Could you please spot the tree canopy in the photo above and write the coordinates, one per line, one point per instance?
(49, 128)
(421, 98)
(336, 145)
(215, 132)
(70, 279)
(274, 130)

——————

Pick out every line in the data above that contains the string "point". Uppercase and lowercase letters count as different.

Could you please spot the tree canopy in the photo above and write the coordinates, one per line, one point per instance?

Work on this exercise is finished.